• Excerto do texto

▼▼▼

Tendo em vista que Tommy e Kath
eram muito amigos, pouco antes de sua
morte, Ruth pediu desculpas a amiga por lhe ter separado de Tommy. Convém
lembrar que Ruth morreu num Hospital de convalescença na sua quarta doação de órgãos. Tendo em conta que era uma personagem muito
sonhadora, esta antes de partir para o mundo do desconhecido, pediu aos amigos
para solicitassem um adiamento de órgãos.
Segundo a Ruth, o adiamento de três anos , caso os
alunos provassem que estivessem apaixonados, poderiam viver a sua relação amorosa durante três anos. Através desse adiamento de três aos, Kath e Tommy podiam viver a sua
relação amorosa, antes de serem dadores de orgaõs. Por outro lado, notou-se que depois do
adiamento, estes retomariam as suas
actividades como dadores. O casal amoroso de alunos procuraram as responsáveis
do colégio de Hailsham que mais tarde foi encerrado quando o mundo descobriu
que os alunos eram educados para serem dadores de órgãos. Infelizmente, as
coordenadoras do colégio, indeferiram o pedido de Tommy e Kath, roubando a
esperança e a fé das personagens.

▲▲▲

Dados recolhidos

▼▼▼

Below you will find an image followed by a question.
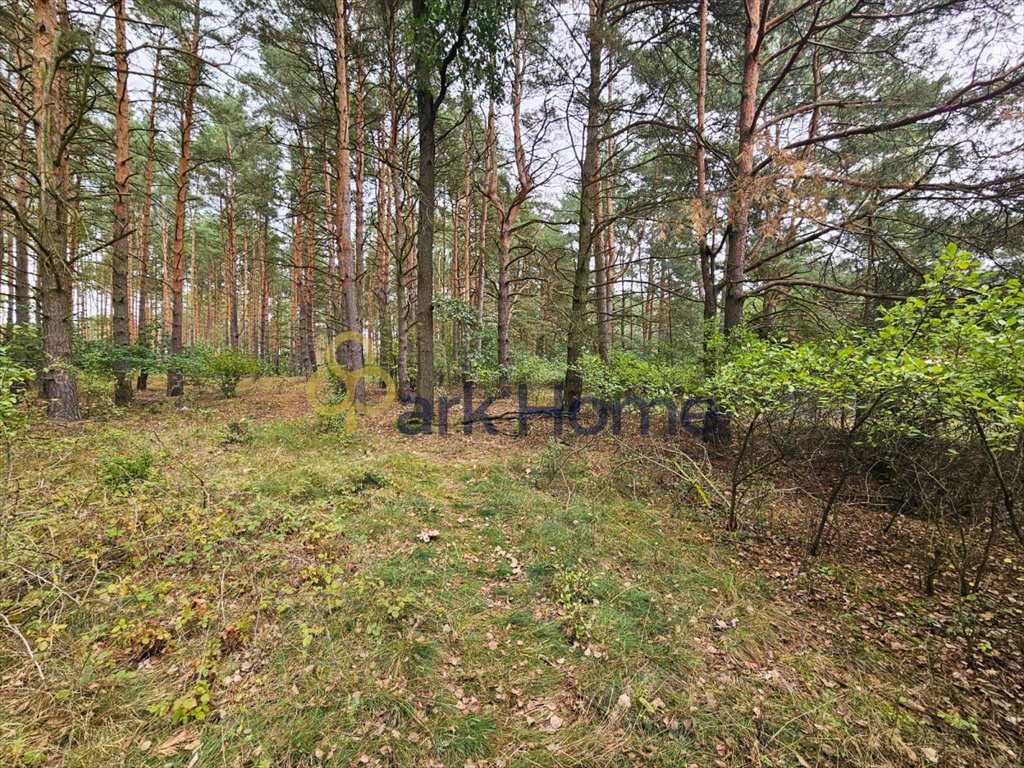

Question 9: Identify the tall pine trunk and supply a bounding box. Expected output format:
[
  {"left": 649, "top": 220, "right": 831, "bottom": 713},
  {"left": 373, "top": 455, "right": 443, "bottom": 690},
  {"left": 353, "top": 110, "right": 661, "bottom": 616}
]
[
  {"left": 723, "top": 0, "right": 761, "bottom": 335},
  {"left": 111, "top": 0, "right": 131, "bottom": 406},
  {"left": 563, "top": 0, "right": 604, "bottom": 408},
  {"left": 167, "top": 0, "right": 200, "bottom": 396},
  {"left": 32, "top": 0, "right": 80, "bottom": 420}
]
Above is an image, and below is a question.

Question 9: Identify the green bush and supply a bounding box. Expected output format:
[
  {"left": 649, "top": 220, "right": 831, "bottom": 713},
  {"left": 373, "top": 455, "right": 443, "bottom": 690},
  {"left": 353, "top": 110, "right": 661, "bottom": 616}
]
[
  {"left": 580, "top": 352, "right": 696, "bottom": 400},
  {"left": 206, "top": 349, "right": 260, "bottom": 397},
  {"left": 512, "top": 354, "right": 565, "bottom": 386},
  {"left": 97, "top": 449, "right": 157, "bottom": 496}
]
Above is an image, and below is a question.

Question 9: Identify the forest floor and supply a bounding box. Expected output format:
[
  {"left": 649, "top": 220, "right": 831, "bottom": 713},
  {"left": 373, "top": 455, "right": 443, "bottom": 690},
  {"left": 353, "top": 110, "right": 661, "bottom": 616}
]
[{"left": 0, "top": 379, "right": 1024, "bottom": 768}]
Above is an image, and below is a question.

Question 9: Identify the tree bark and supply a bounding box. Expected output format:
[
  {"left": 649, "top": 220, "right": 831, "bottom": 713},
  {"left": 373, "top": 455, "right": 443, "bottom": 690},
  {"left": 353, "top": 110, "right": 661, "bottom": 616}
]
[
  {"left": 723, "top": 0, "right": 763, "bottom": 335},
  {"left": 563, "top": 0, "right": 605, "bottom": 409},
  {"left": 32, "top": 0, "right": 81, "bottom": 420},
  {"left": 331, "top": 0, "right": 365, "bottom": 402},
  {"left": 135, "top": 35, "right": 164, "bottom": 390},
  {"left": 167, "top": 0, "right": 200, "bottom": 396},
  {"left": 111, "top": 0, "right": 131, "bottom": 406},
  {"left": 224, "top": 137, "right": 241, "bottom": 348}
]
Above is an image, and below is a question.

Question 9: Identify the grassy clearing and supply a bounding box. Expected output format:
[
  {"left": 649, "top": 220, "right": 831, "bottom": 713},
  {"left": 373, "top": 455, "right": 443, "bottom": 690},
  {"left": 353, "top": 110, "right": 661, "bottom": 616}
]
[{"left": 0, "top": 381, "right": 1012, "bottom": 768}]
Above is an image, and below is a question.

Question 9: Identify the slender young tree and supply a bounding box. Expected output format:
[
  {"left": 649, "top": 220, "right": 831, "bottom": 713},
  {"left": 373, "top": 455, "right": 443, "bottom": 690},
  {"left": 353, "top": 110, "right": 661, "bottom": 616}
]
[
  {"left": 32, "top": 0, "right": 80, "bottom": 420},
  {"left": 167, "top": 0, "right": 201, "bottom": 396},
  {"left": 111, "top": 0, "right": 131, "bottom": 406},
  {"left": 563, "top": 0, "right": 605, "bottom": 408},
  {"left": 413, "top": 0, "right": 470, "bottom": 411}
]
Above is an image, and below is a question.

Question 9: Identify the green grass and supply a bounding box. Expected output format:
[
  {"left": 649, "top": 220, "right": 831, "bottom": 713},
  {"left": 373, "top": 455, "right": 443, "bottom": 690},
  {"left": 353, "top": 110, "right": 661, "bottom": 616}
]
[{"left": 0, "top": 383, "right": 997, "bottom": 768}]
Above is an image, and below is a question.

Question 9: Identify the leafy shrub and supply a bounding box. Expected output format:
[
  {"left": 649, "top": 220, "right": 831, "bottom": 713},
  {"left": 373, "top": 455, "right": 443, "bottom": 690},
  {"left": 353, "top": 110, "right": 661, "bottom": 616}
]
[
  {"left": 206, "top": 348, "right": 260, "bottom": 397},
  {"left": 580, "top": 352, "right": 695, "bottom": 400},
  {"left": 710, "top": 246, "right": 1024, "bottom": 595},
  {"left": 0, "top": 347, "right": 35, "bottom": 439},
  {"left": 220, "top": 419, "right": 255, "bottom": 445},
  {"left": 97, "top": 449, "right": 157, "bottom": 496},
  {"left": 512, "top": 354, "right": 565, "bottom": 386}
]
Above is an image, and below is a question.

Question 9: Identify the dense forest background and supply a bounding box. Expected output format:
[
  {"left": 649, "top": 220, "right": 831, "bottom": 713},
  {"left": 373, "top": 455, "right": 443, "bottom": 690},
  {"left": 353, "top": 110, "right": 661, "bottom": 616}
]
[
  {"left": 0, "top": 0, "right": 1024, "bottom": 417},
  {"left": 0, "top": 0, "right": 1024, "bottom": 768}
]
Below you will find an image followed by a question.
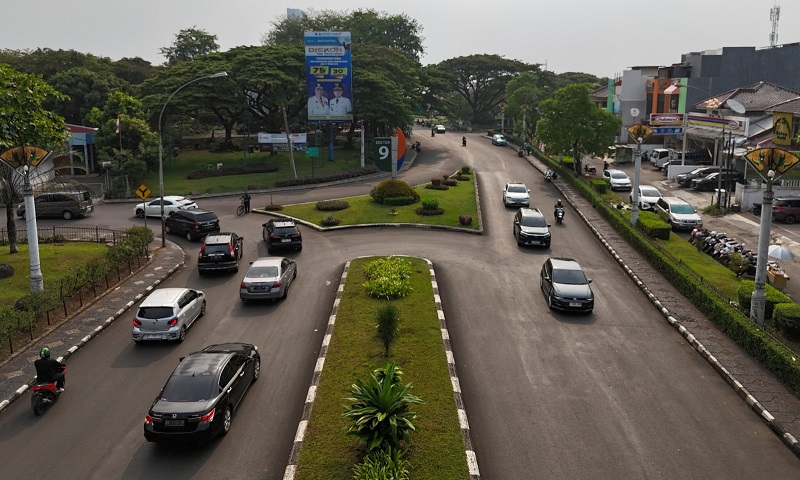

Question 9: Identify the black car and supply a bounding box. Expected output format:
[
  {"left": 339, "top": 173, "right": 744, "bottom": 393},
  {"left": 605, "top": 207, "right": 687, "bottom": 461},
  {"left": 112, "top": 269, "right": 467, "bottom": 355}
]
[
  {"left": 514, "top": 208, "right": 550, "bottom": 247},
  {"left": 262, "top": 220, "right": 303, "bottom": 253},
  {"left": 164, "top": 208, "right": 219, "bottom": 242},
  {"left": 539, "top": 257, "right": 594, "bottom": 313},
  {"left": 197, "top": 232, "right": 244, "bottom": 274},
  {"left": 144, "top": 343, "right": 261, "bottom": 443}
]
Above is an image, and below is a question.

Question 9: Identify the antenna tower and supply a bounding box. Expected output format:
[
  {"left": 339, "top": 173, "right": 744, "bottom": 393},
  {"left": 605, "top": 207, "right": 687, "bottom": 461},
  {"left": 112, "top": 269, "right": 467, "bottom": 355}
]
[{"left": 769, "top": 4, "right": 781, "bottom": 47}]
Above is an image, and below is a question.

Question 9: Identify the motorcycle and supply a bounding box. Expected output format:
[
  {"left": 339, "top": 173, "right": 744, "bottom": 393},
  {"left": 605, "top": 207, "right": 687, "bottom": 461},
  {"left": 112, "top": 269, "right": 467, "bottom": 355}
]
[
  {"left": 555, "top": 207, "right": 564, "bottom": 225},
  {"left": 31, "top": 366, "right": 67, "bottom": 417}
]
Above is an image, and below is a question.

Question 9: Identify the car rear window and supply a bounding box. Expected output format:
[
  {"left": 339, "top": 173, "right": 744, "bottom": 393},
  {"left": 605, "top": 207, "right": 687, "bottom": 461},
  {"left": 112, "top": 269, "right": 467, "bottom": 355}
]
[
  {"left": 161, "top": 375, "right": 218, "bottom": 402},
  {"left": 137, "top": 307, "right": 172, "bottom": 320}
]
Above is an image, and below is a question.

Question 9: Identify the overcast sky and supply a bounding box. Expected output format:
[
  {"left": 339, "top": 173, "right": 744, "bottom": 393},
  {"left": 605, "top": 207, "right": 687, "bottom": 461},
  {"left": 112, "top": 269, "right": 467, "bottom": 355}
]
[{"left": 0, "top": 0, "right": 800, "bottom": 77}]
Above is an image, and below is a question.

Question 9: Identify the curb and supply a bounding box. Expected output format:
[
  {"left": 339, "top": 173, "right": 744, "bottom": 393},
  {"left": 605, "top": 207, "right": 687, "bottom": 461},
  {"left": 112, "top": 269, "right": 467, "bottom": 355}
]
[
  {"left": 283, "top": 257, "right": 481, "bottom": 480},
  {"left": 0, "top": 240, "right": 186, "bottom": 412},
  {"left": 528, "top": 160, "right": 800, "bottom": 458}
]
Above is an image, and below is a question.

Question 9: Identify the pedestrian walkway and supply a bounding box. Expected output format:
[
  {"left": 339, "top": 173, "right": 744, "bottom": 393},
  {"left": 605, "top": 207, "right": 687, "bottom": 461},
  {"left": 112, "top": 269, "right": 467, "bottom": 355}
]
[
  {"left": 0, "top": 238, "right": 184, "bottom": 411},
  {"left": 526, "top": 156, "right": 800, "bottom": 456}
]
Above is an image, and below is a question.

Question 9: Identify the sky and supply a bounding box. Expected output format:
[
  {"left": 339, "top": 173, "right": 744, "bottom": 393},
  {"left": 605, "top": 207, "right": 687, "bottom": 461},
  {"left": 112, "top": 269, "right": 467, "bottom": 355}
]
[{"left": 0, "top": 0, "right": 800, "bottom": 77}]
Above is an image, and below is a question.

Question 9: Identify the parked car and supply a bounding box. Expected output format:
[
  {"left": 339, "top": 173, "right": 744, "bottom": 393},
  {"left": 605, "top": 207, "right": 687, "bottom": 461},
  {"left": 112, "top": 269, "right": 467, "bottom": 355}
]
[
  {"left": 261, "top": 219, "right": 303, "bottom": 253},
  {"left": 655, "top": 197, "right": 703, "bottom": 230},
  {"left": 133, "top": 288, "right": 206, "bottom": 343},
  {"left": 630, "top": 185, "right": 661, "bottom": 210},
  {"left": 492, "top": 133, "right": 508, "bottom": 147},
  {"left": 164, "top": 208, "right": 219, "bottom": 242},
  {"left": 603, "top": 168, "right": 631, "bottom": 190},
  {"left": 17, "top": 189, "right": 94, "bottom": 220},
  {"left": 144, "top": 343, "right": 261, "bottom": 443},
  {"left": 239, "top": 257, "right": 297, "bottom": 303},
  {"left": 197, "top": 232, "right": 244, "bottom": 275},
  {"left": 503, "top": 182, "right": 531, "bottom": 207},
  {"left": 772, "top": 197, "right": 800, "bottom": 224},
  {"left": 539, "top": 257, "right": 594, "bottom": 313},
  {"left": 513, "top": 208, "right": 550, "bottom": 247},
  {"left": 675, "top": 166, "right": 719, "bottom": 187},
  {"left": 133, "top": 195, "right": 197, "bottom": 218}
]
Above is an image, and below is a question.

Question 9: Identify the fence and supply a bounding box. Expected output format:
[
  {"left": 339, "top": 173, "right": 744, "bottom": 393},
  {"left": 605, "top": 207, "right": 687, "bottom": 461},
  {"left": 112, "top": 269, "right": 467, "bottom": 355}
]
[{"left": 0, "top": 225, "right": 128, "bottom": 245}]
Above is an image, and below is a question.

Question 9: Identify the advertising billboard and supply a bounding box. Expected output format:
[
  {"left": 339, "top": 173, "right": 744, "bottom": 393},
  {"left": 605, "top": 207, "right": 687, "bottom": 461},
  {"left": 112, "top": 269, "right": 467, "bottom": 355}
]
[{"left": 303, "top": 32, "right": 353, "bottom": 122}]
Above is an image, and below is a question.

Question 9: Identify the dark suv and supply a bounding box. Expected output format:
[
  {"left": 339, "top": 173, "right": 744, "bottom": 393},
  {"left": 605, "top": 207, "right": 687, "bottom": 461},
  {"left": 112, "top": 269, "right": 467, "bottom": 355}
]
[
  {"left": 772, "top": 197, "right": 800, "bottom": 223},
  {"left": 164, "top": 208, "right": 219, "bottom": 242},
  {"left": 197, "top": 233, "right": 244, "bottom": 275},
  {"left": 514, "top": 208, "right": 550, "bottom": 247},
  {"left": 262, "top": 220, "right": 303, "bottom": 253}
]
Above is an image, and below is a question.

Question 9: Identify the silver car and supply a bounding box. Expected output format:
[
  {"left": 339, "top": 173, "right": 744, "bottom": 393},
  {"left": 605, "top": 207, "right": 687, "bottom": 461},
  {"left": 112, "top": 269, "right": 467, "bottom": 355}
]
[
  {"left": 239, "top": 257, "right": 297, "bottom": 302},
  {"left": 133, "top": 288, "right": 206, "bottom": 343}
]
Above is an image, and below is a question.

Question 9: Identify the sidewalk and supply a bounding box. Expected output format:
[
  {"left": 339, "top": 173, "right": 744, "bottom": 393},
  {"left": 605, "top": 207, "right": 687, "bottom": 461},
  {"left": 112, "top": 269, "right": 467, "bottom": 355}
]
[
  {"left": 0, "top": 238, "right": 184, "bottom": 412},
  {"left": 525, "top": 156, "right": 800, "bottom": 457}
]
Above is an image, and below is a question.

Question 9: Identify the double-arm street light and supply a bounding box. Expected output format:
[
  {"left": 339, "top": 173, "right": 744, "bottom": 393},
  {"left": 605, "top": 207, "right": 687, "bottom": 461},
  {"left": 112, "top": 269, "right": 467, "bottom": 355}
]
[{"left": 156, "top": 72, "right": 228, "bottom": 247}]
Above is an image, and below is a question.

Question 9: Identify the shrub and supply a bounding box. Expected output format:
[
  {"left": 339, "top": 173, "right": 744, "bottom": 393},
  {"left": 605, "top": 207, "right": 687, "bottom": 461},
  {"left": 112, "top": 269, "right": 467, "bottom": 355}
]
[
  {"left": 369, "top": 180, "right": 419, "bottom": 203},
  {"left": 317, "top": 200, "right": 350, "bottom": 212},
  {"left": 342, "top": 362, "right": 424, "bottom": 452}
]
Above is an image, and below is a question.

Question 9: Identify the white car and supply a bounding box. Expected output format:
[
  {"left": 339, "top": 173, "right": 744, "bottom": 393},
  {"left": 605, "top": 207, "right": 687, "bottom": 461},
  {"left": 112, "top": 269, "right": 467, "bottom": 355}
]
[
  {"left": 133, "top": 195, "right": 197, "bottom": 218},
  {"left": 503, "top": 182, "right": 531, "bottom": 207},
  {"left": 630, "top": 185, "right": 661, "bottom": 210},
  {"left": 603, "top": 169, "right": 631, "bottom": 191}
]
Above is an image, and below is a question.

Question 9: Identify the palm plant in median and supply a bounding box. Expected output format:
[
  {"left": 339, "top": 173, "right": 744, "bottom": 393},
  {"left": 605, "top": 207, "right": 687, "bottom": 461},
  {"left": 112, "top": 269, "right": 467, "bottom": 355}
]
[{"left": 343, "top": 362, "right": 423, "bottom": 452}]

▲▲▲

• Trabalho pedido
Indique, com base no excerto sobre Ruth, Kath e Tommy, em que doação de órgãos Ruth morreu.

• Exercício resolvido
Na sua quarta doação de órgãos.